EXERCISE INSTRUCTIONS:
Repeat the records below exactly, leaving out any pictures.

-- START GIVEN ENTRIES --

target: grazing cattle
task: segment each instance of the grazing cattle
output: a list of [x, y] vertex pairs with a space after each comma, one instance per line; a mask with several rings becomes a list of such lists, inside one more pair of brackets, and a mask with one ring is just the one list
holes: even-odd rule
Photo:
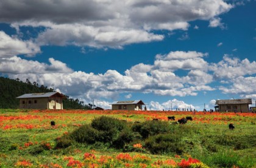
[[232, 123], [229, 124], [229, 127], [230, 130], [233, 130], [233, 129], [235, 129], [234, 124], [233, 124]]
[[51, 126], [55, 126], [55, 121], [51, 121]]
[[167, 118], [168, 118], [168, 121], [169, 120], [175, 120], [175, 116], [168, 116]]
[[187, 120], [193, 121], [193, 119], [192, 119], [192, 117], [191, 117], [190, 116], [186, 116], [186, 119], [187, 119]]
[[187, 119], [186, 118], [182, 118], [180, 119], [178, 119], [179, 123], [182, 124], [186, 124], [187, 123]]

-- END GIVEN ENTRIES --

RIGHT ANSWER:
target: grazing cattle
task: segment each instance of the grazing cattle
output: a list of [x, y] vertex pairs with a space after each comma, one instance per line; a mask with several rings becomes a list of such lists, inside one more pair of brackets, and a mask with one ring is just the one list
holes: even-odd rule
Photo:
[[232, 123], [229, 124], [229, 127], [230, 130], [233, 130], [233, 129], [235, 129], [234, 124], [233, 124]]
[[51, 126], [55, 126], [55, 121], [51, 121]]
[[167, 118], [168, 118], [168, 121], [169, 120], [175, 120], [175, 116], [168, 116]]
[[187, 120], [193, 121], [193, 119], [192, 119], [192, 117], [191, 117], [190, 116], [186, 116], [186, 119], [187, 119]]
[[187, 119], [186, 118], [182, 118], [180, 119], [178, 119], [179, 123], [182, 124], [186, 124], [187, 123]]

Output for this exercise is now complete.